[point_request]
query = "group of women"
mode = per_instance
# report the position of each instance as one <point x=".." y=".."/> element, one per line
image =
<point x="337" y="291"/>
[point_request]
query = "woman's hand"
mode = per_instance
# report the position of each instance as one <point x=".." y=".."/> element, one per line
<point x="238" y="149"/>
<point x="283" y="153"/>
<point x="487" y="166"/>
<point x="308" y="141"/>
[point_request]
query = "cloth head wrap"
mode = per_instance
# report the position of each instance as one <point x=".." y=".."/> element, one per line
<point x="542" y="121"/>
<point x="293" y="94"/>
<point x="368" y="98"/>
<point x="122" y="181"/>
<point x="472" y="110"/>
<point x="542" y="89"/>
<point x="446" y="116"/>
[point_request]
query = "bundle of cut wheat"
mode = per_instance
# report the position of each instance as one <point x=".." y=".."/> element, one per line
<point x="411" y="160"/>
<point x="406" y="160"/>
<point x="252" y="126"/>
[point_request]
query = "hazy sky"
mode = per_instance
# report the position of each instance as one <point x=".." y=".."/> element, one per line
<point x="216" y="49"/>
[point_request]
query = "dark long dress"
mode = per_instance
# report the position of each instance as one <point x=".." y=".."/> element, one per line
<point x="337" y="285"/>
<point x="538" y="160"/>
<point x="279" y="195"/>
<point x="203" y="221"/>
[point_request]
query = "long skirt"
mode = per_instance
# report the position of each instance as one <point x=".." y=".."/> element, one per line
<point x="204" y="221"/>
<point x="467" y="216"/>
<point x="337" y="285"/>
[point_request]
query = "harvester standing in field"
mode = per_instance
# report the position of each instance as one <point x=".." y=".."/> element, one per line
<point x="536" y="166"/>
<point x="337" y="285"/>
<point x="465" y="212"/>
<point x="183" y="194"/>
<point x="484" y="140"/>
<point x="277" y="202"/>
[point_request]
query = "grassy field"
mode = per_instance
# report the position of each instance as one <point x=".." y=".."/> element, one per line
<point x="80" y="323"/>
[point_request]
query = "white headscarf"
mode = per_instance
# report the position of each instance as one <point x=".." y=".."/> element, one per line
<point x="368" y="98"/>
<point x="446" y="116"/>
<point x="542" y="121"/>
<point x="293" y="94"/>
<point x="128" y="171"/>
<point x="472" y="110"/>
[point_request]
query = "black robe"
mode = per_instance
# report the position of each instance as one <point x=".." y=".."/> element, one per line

● ● ● ● ● ● ●

## PROBLEM STATEMENT
Transcribe each entry exactly.

## COMPLETE ANSWER
[point_request]
query = "group of women"
mode = per_instance
# report the position of each instance as one <point x=".." y=".."/> element, one per line
image =
<point x="337" y="291"/>
[point_request]
query = "woman's hand"
mode = per_instance
# report the position of each instance as one <point x=".." y=".."/> element, one per line
<point x="238" y="149"/>
<point x="283" y="153"/>
<point x="487" y="166"/>
<point x="308" y="141"/>
[point_request]
query = "cloth head wrap"
mode = per_instance
# report the position of each instance as one <point x=".." y=".."/> element, one per line
<point x="542" y="121"/>
<point x="293" y="94"/>
<point x="368" y="98"/>
<point x="122" y="181"/>
<point x="472" y="110"/>
<point x="542" y="89"/>
<point x="446" y="116"/>
[point_request]
query = "bundle of cut wheat"
mode = per_instance
# report the position of each instance as one <point x=".." y=".."/> element, one per line
<point x="411" y="160"/>
<point x="406" y="160"/>
<point x="252" y="126"/>
[point_request]
query = "hazy sky"
mode = per_instance
# report the position of each instance as one <point x=".." y=".."/> element, one per line
<point x="216" y="49"/>
[point_request]
query = "dark long dress"
mode = per_instance
# report the position of each instance as one <point x=".." y=".."/> element, one per line
<point x="337" y="285"/>
<point x="538" y="160"/>
<point x="279" y="195"/>
<point x="203" y="221"/>
[point_request]
query = "long skirt"
mode = per_instance
# report the position of each instance as one <point x=".." y=".."/> element, one per line
<point x="204" y="221"/>
<point x="467" y="216"/>
<point x="337" y="285"/>
[point_request]
query = "harvester standing in field"
mode = per_instance
# report the position of each instance as one <point x=".." y=".."/> element, one per line
<point x="536" y="166"/>
<point x="337" y="285"/>
<point x="465" y="212"/>
<point x="183" y="194"/>
<point x="484" y="140"/>
<point x="277" y="202"/>
[point_request]
query = "grassy field"
mode = per_instance
# report the position of each instance as one <point x=".." y=".."/> element, one per line
<point x="80" y="323"/>
[point_request]
query = "white headscarf"
mode = per_instance
# report the position of each instance as one <point x=".." y=".."/> element, one per line
<point x="368" y="98"/>
<point x="446" y="116"/>
<point x="542" y="121"/>
<point x="293" y="94"/>
<point x="128" y="171"/>
<point x="472" y="110"/>
[point_request]
query = "black robe"
mode = per_instance
# report the position of each instance as one <point x=".." y=".."/> element, one per line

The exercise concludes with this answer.